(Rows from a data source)
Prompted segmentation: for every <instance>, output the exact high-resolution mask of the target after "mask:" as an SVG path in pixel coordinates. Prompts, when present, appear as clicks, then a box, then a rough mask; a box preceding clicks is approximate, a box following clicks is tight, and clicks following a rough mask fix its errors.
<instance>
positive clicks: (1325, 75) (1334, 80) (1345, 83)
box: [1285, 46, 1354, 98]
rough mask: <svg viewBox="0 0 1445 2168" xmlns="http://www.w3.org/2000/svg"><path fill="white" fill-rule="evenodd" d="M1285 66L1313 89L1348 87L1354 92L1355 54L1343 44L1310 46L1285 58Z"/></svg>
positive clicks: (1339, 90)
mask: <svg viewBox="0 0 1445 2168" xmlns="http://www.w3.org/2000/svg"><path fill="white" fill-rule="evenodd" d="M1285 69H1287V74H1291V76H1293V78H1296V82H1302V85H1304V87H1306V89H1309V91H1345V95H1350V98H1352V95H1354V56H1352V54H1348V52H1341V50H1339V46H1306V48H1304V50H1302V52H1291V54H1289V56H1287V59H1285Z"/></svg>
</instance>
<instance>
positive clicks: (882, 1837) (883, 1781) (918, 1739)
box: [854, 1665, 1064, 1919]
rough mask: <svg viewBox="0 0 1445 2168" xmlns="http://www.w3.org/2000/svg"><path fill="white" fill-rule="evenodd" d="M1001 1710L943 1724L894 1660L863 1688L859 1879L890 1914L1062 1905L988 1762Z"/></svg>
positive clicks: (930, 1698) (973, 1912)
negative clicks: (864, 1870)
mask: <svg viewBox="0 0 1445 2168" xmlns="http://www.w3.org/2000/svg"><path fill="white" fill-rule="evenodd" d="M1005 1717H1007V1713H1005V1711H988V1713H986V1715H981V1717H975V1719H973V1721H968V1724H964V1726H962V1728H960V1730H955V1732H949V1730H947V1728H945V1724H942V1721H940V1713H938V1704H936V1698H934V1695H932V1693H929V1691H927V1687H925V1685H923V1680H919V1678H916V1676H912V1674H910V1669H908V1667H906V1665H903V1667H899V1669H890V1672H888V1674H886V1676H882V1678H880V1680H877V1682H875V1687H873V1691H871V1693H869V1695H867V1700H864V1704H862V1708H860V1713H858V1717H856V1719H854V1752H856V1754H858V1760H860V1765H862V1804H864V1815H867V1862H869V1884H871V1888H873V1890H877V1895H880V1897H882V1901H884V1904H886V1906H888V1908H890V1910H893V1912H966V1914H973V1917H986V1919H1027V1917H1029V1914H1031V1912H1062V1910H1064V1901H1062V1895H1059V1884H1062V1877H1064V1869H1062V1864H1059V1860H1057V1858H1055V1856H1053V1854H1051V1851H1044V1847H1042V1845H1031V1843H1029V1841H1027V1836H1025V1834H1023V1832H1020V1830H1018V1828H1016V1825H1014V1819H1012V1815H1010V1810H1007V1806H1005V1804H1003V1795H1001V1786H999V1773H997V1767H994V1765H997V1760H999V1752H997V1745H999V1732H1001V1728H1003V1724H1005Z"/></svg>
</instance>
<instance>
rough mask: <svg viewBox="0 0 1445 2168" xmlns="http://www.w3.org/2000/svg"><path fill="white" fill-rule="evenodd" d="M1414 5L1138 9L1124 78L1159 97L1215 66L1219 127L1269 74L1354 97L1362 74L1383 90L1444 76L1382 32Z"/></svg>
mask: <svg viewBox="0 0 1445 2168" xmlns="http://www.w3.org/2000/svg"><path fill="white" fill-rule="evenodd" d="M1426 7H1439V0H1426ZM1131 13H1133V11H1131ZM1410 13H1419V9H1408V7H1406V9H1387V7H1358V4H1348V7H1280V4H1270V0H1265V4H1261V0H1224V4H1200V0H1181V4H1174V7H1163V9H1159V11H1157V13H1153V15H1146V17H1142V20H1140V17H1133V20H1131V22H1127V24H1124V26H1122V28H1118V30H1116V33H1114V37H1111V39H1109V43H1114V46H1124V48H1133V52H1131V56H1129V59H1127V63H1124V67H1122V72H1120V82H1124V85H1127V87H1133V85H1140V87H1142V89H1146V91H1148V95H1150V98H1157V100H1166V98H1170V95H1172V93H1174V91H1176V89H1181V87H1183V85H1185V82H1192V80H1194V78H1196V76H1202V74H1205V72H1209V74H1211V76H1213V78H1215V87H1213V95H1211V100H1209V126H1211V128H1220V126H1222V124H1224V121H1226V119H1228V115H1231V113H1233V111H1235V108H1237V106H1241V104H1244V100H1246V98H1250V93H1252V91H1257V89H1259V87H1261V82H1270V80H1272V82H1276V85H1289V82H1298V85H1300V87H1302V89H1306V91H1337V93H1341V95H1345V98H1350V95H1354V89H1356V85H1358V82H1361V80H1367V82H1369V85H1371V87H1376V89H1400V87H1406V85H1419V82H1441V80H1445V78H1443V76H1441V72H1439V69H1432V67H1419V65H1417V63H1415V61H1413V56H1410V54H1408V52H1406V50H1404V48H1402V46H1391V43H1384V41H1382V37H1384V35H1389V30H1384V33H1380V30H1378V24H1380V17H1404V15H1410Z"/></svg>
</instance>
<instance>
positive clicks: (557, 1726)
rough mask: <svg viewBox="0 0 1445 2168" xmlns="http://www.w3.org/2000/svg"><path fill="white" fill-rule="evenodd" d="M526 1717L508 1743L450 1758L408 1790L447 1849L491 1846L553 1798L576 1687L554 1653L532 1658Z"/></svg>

### Activity:
Turn all of the rows above into a Markdown table with the columns No and Line, giving each line its number and leaving out blank lines.

### Result of this task:
| No | Line |
|---|---|
| 1 | Prompted segmentation: for every <instance>, output the exact high-resolution mask of the target after "mask:" as an SVG path in pixel coordinates. Prompts, when present, appear as clicks, then a box, then a rough mask; a box preceding clicks is approximate, a box following clicks is tight, and clicks following a rough mask fix its errors. |
| 2 | <instance> |
| 3 | positive clicks: (1325, 75) (1334, 80) (1345, 83) |
| 4 | box: [1285, 46, 1354, 98] |
| 5 | rough mask: <svg viewBox="0 0 1445 2168" xmlns="http://www.w3.org/2000/svg"><path fill="white" fill-rule="evenodd" d="M1285 66L1313 89L1348 87L1354 92L1355 54L1343 44L1310 46L1285 58Z"/></svg> |
| 6 | positive clicks: (1339, 90) |
| 7 | mask: <svg viewBox="0 0 1445 2168" xmlns="http://www.w3.org/2000/svg"><path fill="white" fill-rule="evenodd" d="M1285 69H1287V74H1291V76H1293V78H1296V82H1302V85H1304V87H1306V89H1309V91H1345V95H1350V98H1352V95H1354V56H1352V54H1348V52H1341V50H1339V46H1306V48H1304V50H1302V52H1291V54H1289V56H1287V59H1285Z"/></svg> |
| 8 | </instance> |
| 9 | <instance> |
| 10 | positive clicks: (882, 1837) (883, 1781) (918, 1739) |
| 11 | box: [854, 1665, 1064, 1919] |
| 12 | rough mask: <svg viewBox="0 0 1445 2168" xmlns="http://www.w3.org/2000/svg"><path fill="white" fill-rule="evenodd" d="M1001 1710L943 1724L894 1660L863 1688L859 1879L890 1914L1062 1905L988 1762Z"/></svg> |
| 13 | positive clicks: (930, 1698) (973, 1912) |
| 14 | negative clicks: (864, 1870) |
| 15 | mask: <svg viewBox="0 0 1445 2168" xmlns="http://www.w3.org/2000/svg"><path fill="white" fill-rule="evenodd" d="M1005 1717H1007V1713H1005V1711H988V1713H986V1715H981V1717H975V1719H973V1721H968V1724H964V1726H962V1728H960V1730H955V1732H949V1730H947V1728H945V1724H942V1721H940V1713H938V1704H936V1698H934V1695H932V1693H929V1691H927V1687H925V1685H923V1680H919V1678H916V1676H912V1674H910V1669H908V1667H906V1665H903V1667H899V1669H890V1672H888V1674H886V1676H882V1678H880V1680H877V1682H875V1687H873V1691H871V1693H869V1695H867V1700H864V1704H862V1708H860V1713H858V1717H856V1719H854V1752H856V1754H858V1760H860V1765H862V1804H864V1815H867V1862H869V1884H871V1888H873V1890H877V1895H880V1897H882V1901H884V1904H886V1906H888V1908H890V1910H893V1912H966V1914H973V1917H986V1919H1027V1917H1029V1914H1031V1912H1062V1910H1064V1901H1062V1895H1059V1884H1062V1877H1064V1869H1062V1864H1059V1860H1057V1858H1055V1856H1053V1854H1051V1851H1044V1847H1042V1845H1031V1843H1029V1841H1027V1836H1025V1834H1023V1832H1020V1830H1018V1828H1016V1825H1014V1819H1012V1815H1010V1810H1007V1806H1005V1804H1003V1795H1001V1786H999V1773H997V1767H994V1765H997V1760H999V1752H997V1745H999V1732H1001V1728H1003V1724H1005Z"/></svg> |
| 16 | </instance> |
| 17 | <instance> |
| 18 | rough mask: <svg viewBox="0 0 1445 2168" xmlns="http://www.w3.org/2000/svg"><path fill="white" fill-rule="evenodd" d="M1414 5L1138 9L1124 78L1159 97L1215 66L1219 127L1269 74L1354 97L1362 74L1383 90L1444 76L1382 32Z"/></svg> |
| 19 | mask: <svg viewBox="0 0 1445 2168" xmlns="http://www.w3.org/2000/svg"><path fill="white" fill-rule="evenodd" d="M1426 7H1439V0H1426ZM1131 13H1133V11H1131ZM1410 13H1419V9H1408V7H1406V9H1387V7H1358V4H1348V7H1280V4H1270V0H1265V4H1261V0H1224V4H1200V0H1181V4H1174V7H1163V9H1159V11H1157V13H1153V15H1146V17H1142V20H1140V17H1133V20H1131V22H1127V24H1124V26H1122V28H1118V30H1116V33H1114V37H1111V39H1109V43H1114V46H1124V48H1133V52H1131V56H1129V59H1127V63H1124V67H1122V72H1120V82H1124V85H1127V87H1133V85H1140V87H1142V89H1146V91H1148V95H1150V98H1157V100H1166V98H1170V95H1172V93H1174V91H1176V89H1181V87H1183V85H1185V82H1192V80H1194V78H1196V76H1202V74H1205V72H1209V74H1211V76H1213V78H1215V87H1213V95H1211V100H1209V126H1211V128H1220V126H1222V124H1224V121H1226V119H1228V115H1231V113H1233V111H1235V108H1237V106H1241V104H1244V100H1246V98H1250V93H1252V91H1257V89H1259V87H1261V82H1270V80H1272V82H1276V85H1289V82H1298V85H1300V87H1302V89H1306V91H1337V93H1341V95H1345V98H1350V95H1354V89H1356V85H1358V82H1361V80H1367V82H1369V85H1371V87H1376V89H1400V87H1406V85H1419V82H1441V80H1445V78H1443V76H1441V72H1439V69H1432V67H1419V65H1417V63H1415V61H1413V56H1410V54H1408V52H1406V50H1404V48H1402V46H1391V43H1384V41H1382V37H1384V35H1389V30H1384V33H1380V30H1378V24H1380V17H1404V15H1410Z"/></svg> |
| 20 | </instance> |
| 21 | <instance> |
| 22 | positive clicks: (557, 1726) |
| 23 | rough mask: <svg viewBox="0 0 1445 2168" xmlns="http://www.w3.org/2000/svg"><path fill="white" fill-rule="evenodd" d="M526 1717L508 1743L450 1758L408 1790L447 1849L491 1846L553 1798L576 1687L554 1653L532 1658Z"/></svg> |